**What you are asked to do**
Please repeat the data below with every "Observed" swapped for "Marked points" and everything else unchanged. Leave the pictures out.

**Records shown**
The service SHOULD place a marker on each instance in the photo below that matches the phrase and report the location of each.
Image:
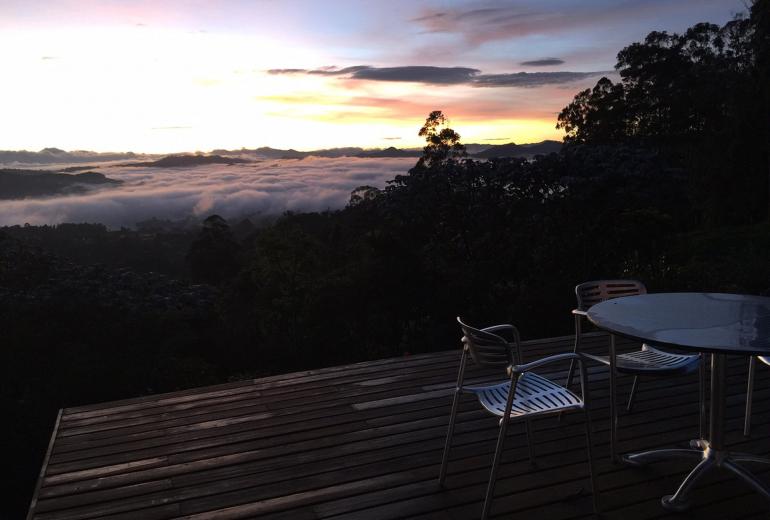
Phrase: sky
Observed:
(194, 75)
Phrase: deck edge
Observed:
(41, 475)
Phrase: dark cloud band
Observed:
(545, 62)
(446, 75)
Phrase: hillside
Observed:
(21, 184)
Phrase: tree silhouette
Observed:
(213, 256)
(443, 143)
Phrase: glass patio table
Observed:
(713, 323)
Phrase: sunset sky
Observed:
(170, 76)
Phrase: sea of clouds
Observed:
(261, 188)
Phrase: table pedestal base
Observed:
(710, 459)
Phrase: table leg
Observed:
(613, 404)
(710, 452)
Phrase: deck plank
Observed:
(364, 441)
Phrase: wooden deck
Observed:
(364, 441)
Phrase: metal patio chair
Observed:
(750, 391)
(650, 360)
(521, 396)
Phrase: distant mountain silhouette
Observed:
(21, 184)
(520, 150)
(221, 156)
(174, 161)
(56, 155)
(474, 149)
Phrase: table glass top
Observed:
(712, 322)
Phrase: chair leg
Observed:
(493, 476)
(591, 468)
(571, 371)
(702, 420)
(631, 396)
(749, 396)
(528, 427)
(613, 405)
(448, 443)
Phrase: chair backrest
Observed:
(591, 293)
(488, 349)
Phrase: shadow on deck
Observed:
(365, 441)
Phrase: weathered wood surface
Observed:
(364, 441)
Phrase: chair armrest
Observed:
(495, 328)
(526, 367)
(512, 331)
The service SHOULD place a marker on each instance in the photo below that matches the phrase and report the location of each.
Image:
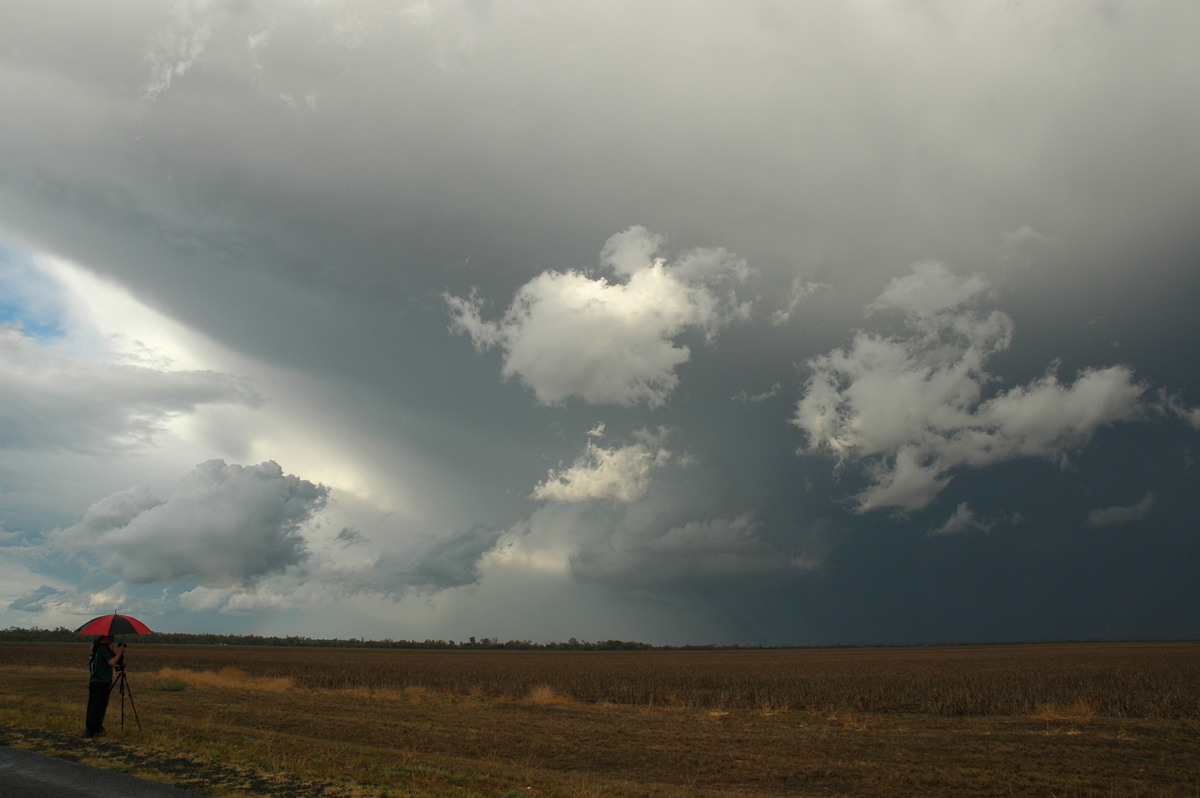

**Right answer**
The service SHOULD place a marker on each instance in the photo below that matches the phrase and report the location of each.
Image:
Phrase: sky
Marked points:
(194, 75)
Phrase: deck edge
Marked points:
(41, 475)
Phrase: dark cloud band
Marked points:
(545, 62)
(446, 75)
Phrase: hillside
Marked points:
(21, 184)
Phrase: tree silhouette
Marked points:
(213, 256)
(443, 143)
Phrase: glass patio table
Marked points:
(713, 323)
Phrase: sunset sky
Marked points:
(170, 76)
Phrase: sea of clouds
Marked points:
(261, 188)
Phrase: table pedestal base
Marked points:
(710, 459)
Phrase: table leg
Marked points:
(613, 404)
(710, 452)
Phrase: deck plank
Marked points:
(364, 441)
Phrase: wooden deck
Marked points:
(364, 441)
Phrase: metal patio chair
Marked points:
(750, 391)
(650, 360)
(521, 396)
Phrase: distant mountain silhouette
Marked points:
(21, 184)
(520, 150)
(221, 156)
(174, 161)
(56, 155)
(474, 149)
Phrase: table glass top
Marked points:
(712, 322)
Phrase: chair leg
Marked points:
(493, 476)
(591, 468)
(571, 371)
(702, 420)
(631, 396)
(749, 396)
(528, 427)
(613, 405)
(448, 443)
Phrase: chair backrest
Marked points:
(591, 293)
(488, 349)
Phrase: shadow on deck
Marked points:
(365, 441)
Phrase: weathered wood surface
Marked points:
(364, 441)
Phrase: chair armrest
Marked points:
(495, 328)
(526, 367)
(512, 331)
The service SHOULD place a marker on each instance in the photo below that matches the phrase and report the location of each.
Image:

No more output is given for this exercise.